■ **WHAT IS ASKED**:
1. Reproduce the passage of the Library 2000 progress report that begins with "To: Bob Kahn, CNRI" and ends after "for program development.", word for word.
2. Carry the Library 2000 progress report forward, starting right after its final sentence.

Library 2000 Quarterly Progress Report

April 1 -- June 30, 1994

From: MIT component of CS-TR project
(Jerry Saltzer and Greg Anderson)

To: Bob Kahn, CNRI

Subject: Quarterly Progress report, April 1--June 30, 1994

  • A. Administrative
  • B. Technical/research
  • C. Talks and papers
  • D. Meetings

  • A. Administrative

    Mostly "administrative" things, relating to startup of on-line technical report services:

    Delivery of the hardware under a grant from the IBM Corporation was completed, with the arrival of four RS/6000 220 desktop workstations, to be used by students and staff for program development.

    Document Services took delivery of a second scanner, a Fujitsu 3096G. This device is nominally capable of much faster scanning than the previously acquired Hewlett-Packard scanner. However, as of the end of the quarter a number of hardware and software compatibility problems had emerged and were not yet resolved. The two most important problems are that the Fujitsu's white-level calibration changes when switching from flatbed to automatic document feed and transmission of scanned data to the controlling computer is substantially slower than the scanning rate. We are in contact with the vendors of both the hardware and software to resolve these problems, and are also investigating alternate suppliers of scanning software.

■ **RECORDS SHOWN**:

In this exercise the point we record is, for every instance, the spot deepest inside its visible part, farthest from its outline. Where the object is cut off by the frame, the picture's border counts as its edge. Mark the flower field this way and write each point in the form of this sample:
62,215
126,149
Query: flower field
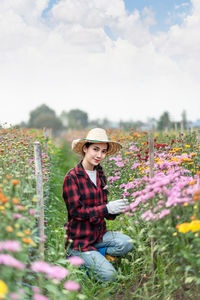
163,219
23,275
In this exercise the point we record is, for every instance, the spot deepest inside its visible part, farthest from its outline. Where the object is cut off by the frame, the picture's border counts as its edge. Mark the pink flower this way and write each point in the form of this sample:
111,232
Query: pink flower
40,297
10,245
58,272
163,213
71,286
16,216
36,289
14,296
76,260
7,260
120,163
41,266
32,211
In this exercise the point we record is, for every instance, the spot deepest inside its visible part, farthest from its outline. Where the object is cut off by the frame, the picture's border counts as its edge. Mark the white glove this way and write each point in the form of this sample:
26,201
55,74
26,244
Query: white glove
117,206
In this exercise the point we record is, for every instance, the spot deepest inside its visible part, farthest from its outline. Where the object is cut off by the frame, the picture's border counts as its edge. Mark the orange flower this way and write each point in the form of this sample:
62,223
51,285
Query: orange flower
15,181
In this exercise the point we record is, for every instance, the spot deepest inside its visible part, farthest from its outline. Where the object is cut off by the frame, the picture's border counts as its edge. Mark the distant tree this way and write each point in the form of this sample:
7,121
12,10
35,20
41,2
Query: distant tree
164,121
49,121
75,119
184,119
105,123
43,116
40,110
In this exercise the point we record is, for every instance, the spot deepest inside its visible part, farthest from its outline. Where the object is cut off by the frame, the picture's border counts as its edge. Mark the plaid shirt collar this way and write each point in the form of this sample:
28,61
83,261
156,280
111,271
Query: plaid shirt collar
79,170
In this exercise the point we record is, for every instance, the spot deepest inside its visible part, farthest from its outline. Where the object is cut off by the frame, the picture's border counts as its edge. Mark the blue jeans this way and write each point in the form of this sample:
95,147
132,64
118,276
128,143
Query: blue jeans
117,244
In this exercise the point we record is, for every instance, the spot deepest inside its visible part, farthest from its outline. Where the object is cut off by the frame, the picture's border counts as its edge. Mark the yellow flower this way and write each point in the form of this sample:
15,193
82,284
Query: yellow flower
195,225
3,289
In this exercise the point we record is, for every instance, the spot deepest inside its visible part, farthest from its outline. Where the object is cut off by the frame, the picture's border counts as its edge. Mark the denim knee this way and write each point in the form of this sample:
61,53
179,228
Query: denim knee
124,246
109,275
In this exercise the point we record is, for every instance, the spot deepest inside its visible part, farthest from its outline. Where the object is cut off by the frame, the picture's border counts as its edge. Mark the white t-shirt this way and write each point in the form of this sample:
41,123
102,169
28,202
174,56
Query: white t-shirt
92,175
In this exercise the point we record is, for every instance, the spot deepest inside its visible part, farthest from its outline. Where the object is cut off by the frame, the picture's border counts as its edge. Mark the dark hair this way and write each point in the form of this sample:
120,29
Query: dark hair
99,168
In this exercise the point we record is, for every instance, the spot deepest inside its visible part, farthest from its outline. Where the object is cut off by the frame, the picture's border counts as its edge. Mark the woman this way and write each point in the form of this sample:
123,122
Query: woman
85,195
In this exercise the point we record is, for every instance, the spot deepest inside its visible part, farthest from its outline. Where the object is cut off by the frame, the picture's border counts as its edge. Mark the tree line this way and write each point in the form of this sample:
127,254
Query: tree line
44,116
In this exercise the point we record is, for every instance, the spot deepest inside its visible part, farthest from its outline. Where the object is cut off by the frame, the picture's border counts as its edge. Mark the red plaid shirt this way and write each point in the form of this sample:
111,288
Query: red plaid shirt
86,205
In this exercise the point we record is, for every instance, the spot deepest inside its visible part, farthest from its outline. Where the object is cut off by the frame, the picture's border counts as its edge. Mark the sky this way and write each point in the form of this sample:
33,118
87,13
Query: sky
117,59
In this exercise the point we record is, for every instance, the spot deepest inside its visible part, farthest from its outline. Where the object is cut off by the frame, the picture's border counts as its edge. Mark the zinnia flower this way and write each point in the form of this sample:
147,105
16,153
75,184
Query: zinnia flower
7,260
76,260
3,289
71,285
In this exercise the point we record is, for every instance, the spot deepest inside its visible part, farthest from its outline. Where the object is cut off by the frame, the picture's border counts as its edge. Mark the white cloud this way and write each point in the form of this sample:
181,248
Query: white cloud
70,62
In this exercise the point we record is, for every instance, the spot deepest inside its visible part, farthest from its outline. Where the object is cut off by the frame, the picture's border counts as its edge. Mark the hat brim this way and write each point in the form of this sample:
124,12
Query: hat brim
77,146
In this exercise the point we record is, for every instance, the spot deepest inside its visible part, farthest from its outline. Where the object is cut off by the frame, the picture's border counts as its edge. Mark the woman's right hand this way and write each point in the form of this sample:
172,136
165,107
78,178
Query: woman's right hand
117,206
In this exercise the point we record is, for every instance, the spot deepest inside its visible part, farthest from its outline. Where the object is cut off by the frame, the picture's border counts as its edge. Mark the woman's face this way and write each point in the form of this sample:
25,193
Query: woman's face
94,154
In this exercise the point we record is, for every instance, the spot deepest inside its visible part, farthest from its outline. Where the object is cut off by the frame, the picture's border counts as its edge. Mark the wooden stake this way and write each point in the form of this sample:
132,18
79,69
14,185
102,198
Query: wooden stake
182,127
39,191
46,139
151,174
175,127
198,136
151,153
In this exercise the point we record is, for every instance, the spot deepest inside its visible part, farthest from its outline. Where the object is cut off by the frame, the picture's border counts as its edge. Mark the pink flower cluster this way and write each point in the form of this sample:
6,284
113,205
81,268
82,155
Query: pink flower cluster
164,190
55,272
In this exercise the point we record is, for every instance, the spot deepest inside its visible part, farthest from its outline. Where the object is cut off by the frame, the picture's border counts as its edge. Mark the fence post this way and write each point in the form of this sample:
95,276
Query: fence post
39,191
151,174
46,139
151,153
182,128
198,136
175,127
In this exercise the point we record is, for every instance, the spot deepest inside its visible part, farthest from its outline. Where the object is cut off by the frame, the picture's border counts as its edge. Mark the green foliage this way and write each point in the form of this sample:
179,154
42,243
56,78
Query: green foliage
75,119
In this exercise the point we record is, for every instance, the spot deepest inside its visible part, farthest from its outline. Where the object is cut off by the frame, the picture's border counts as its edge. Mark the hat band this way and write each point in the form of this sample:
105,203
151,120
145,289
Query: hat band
95,141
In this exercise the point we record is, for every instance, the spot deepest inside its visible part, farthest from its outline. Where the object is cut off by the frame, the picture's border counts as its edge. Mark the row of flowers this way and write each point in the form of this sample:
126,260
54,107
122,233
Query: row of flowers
165,206
19,211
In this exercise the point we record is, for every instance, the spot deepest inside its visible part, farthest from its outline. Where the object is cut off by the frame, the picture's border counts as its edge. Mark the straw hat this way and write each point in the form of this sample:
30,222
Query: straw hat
95,135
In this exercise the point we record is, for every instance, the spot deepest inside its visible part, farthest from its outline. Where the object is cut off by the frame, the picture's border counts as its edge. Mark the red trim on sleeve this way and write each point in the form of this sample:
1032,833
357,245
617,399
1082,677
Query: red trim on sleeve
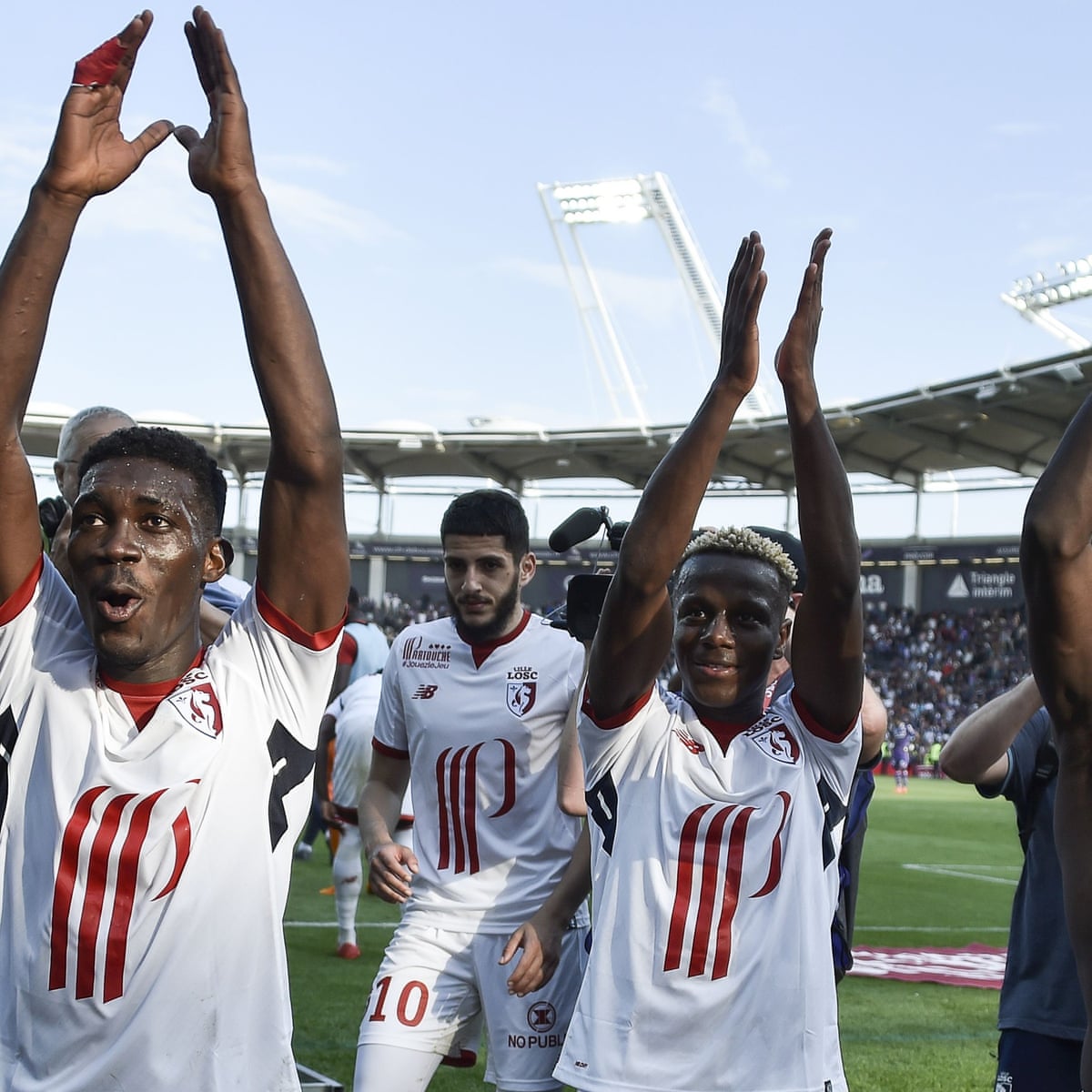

■ **RESULTS BY TASK**:
1.
To: Bob Kahn, CNRI

Subject: Quarterly Progress report, April 1--June 30, 1994

  • A. Administrative
  • B. Technical/research
  • C. Talks and papers
  • D. Meetings

  • A. Administrative

    Mostly "administrative" things, relating to startup of on-line technical report services:

    Delivery of the hardware under a grant from the IBM Corporation was completed, with the arrival of four RS/6000 220 desktop workstations, to be used by students and staff for program development.

2.
    The controlling computer, a Quadra 840av, was enhanced by adding a second SCSI channel, an FWB Jackhammer card. The large-capacity disk drives and the DAT drive use this high-performance channel, while the two scanners use the native SCSI channel. Together with software improvements from Apple, overlapped I/O operations among disks and between disks and scanners are now possible.

    The disk SCSI chain was shortened by using special "stackits" designed by APS Technologies for use with their stacked drive enclosures thus minimizing the potential for noise interference. Software upgrades and enhancements were done by Jerry Saltzer and Andrew Kass to correct memory usage problems and provide other system improvements.

    For the production scanning operation, the group established several scanning targets (supplementary objects to be scanned in addition to the pages of a document). These include technical calibration and quality control targets, blank page replacements, and funding acknowledgement and scanning agent identification. A text file to describe scanning conditions will also be created for each scanned document. Jerry Saltzer proposed criteria for content of this file for review by the group.

    Testing of workflow and effectiveness of current software tools was performed by Document Services personnel in conjunction with the staff at LCS. Methods for file compression, checksum for file integrity and file transmission were tested. Backup to DAT tape of image files was also done to test and familiarize Document Services personnel with the procedures and tools to be employed for archiving.

    By the end of the quarter, a total of about 40 technical reports, totalling 3900 pages and nearly 40 Gigabytes of raw data, had been scanned at 300 dpi with 8-bit greyscale, starting with second-generation originals. As experience is gained and the compatibility problems are resolved, a step up in scanning resolution to 400 dpi, 8-bit, and to use of first-generation originals should occur some time early in the next quarter.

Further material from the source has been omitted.